There were 11 states that allocated delegates last night. Rubio came in third in eight of them. That’s a terrible job by someone who claims to be the Trump alternative.

Indeed, with Cruz and Rubio making pitches to be the last candidate standing in Trump’s way, Rubio’s case looks weaker by the day. Who has the better argument? Cruz has won three states to Rubio’s one, and he has significantly more delegates than Rubio. Furthermore, in the 15 states of this primary, he has finished ahead of Rubio more often than not. You can’t fault Cruz for thinking he is the candidate around which anti-Trumpers should rally.

That being said, looking forward, it’s hard to see many places Cruz will continue his success. Cruz’s states have been almost totally milked, with only Kansas, Louisiana, and Mississippi remaining in his wheelhouse. Conversely, Rubio’s long-game strategy, thanks to sizable northern and west coast states, has considerably more upside. Rubio will outstrip Cruz within a month’s time.

That is, if Rubio even stays in. Everyone should circle March 15, which includes Florida’s winner-take-all primary of 99 delegates, as Rubio’s last stand. The scuttlebutt was that if Rubio had no wins heading into his home state, he’d have dropped out before Florida to save the embarrassment and keep alive his political future. However, Minnesota bailed him out, and now a win in the Sunshine State could spring him into the summer.

§ GIVEN REQUEST 1:
Convert the rows, from the start of the rows through the line containing "[[[77,163],[75,143],[0,143],[0,230],[62,230]]]", inclusive, into a two-column CSV headed input and output, with one CSV line per row holding its text and its answer. Put each in a single quoted field, and turn line breaks into spaces.
The text and the rows have nothing to do with each other.

§ THE DATA:
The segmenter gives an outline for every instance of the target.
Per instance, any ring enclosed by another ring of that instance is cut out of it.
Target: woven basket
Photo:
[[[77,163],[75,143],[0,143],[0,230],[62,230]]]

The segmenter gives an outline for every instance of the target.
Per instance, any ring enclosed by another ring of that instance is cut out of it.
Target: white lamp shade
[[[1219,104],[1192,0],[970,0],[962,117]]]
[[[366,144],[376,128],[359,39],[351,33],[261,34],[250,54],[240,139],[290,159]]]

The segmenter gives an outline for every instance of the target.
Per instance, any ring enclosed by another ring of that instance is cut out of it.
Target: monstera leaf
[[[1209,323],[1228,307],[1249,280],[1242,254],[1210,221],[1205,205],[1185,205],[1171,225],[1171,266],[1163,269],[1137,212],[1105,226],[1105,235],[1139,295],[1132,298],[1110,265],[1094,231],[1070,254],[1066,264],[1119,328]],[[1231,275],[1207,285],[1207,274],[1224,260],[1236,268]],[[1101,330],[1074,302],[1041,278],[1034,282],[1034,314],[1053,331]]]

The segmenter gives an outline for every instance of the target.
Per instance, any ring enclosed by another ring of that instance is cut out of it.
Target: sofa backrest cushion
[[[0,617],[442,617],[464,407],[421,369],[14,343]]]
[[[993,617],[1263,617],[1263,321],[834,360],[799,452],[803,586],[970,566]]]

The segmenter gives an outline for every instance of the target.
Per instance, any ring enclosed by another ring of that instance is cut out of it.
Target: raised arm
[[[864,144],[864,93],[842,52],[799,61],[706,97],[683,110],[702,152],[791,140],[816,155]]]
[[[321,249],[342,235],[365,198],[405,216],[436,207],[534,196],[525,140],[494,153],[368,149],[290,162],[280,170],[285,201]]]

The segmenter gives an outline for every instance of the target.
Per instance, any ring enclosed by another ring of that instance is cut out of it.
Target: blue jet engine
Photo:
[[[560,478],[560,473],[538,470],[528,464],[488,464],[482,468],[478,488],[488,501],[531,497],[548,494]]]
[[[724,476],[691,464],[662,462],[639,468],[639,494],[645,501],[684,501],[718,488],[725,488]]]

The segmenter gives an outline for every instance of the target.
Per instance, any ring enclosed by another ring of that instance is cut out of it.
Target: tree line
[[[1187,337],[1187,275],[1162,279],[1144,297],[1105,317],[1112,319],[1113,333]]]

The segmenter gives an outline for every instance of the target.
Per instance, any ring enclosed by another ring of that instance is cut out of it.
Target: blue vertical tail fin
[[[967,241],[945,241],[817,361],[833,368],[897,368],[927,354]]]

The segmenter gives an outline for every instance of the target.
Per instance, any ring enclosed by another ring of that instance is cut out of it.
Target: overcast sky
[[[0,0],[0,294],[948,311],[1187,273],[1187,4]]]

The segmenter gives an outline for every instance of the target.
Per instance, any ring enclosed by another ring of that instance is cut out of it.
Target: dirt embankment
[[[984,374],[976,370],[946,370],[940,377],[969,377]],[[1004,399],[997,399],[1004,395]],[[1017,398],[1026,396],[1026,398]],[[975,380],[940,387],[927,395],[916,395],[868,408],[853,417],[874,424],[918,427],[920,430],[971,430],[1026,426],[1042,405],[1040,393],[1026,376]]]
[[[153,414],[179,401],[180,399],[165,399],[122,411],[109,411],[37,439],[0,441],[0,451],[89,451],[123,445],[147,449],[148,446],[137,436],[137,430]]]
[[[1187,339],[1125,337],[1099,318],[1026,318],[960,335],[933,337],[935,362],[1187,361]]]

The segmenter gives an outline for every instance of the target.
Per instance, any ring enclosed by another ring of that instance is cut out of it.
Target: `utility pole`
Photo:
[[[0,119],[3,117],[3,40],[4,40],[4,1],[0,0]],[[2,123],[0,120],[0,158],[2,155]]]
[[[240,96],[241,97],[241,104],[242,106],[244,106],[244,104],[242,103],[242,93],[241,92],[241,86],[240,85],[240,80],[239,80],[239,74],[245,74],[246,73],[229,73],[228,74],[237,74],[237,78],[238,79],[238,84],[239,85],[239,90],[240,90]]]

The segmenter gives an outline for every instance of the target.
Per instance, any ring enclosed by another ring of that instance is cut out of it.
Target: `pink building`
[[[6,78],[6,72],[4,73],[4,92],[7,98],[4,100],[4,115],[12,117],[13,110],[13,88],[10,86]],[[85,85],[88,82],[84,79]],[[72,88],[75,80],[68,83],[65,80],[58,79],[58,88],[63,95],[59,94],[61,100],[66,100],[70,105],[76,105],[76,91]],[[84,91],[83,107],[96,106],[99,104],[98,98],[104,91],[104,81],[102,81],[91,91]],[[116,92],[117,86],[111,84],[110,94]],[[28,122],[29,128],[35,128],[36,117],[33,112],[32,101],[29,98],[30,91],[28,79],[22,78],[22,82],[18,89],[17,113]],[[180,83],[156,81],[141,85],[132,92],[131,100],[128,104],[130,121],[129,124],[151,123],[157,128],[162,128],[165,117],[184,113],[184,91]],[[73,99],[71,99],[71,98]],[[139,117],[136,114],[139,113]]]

§ GIVEN REQUEST 2:
Rewrite the primary-race passage between "There were 11" and "which anti-Trumpers should rally.", inclusive, changing "delegates" to "votes".

§ WORKED ANSWER 1:
input,output
"The segmenter gives an outline for every instance of the target. Per instance, any ring enclosed by another ring of that instance is cut out of it. Target: woven basket Photo:","[[[77,163],[75,143],[0,143],[0,230],[62,230]]]"

§ WORKED ANSWER 2:
There were 11 states that allocated votes last night. Rubio came in third in eight of them. That’s a terrible job by someone who claims to be the Trump alternative.

Indeed, with Cruz and Rubio making pitches to be the last candidate standing in Trump’s way, Rubio’s case looks weaker by the day. Who has the better argument? Cruz has won three states to Rubio’s one, and he has significantly more votes than Rubio. Furthermore, in the 15 states of this primary, he has finished ahead of Rubio more often than not. You can’t fault Cruz for thinking he is the candidate around which anti-Trumpers should rally.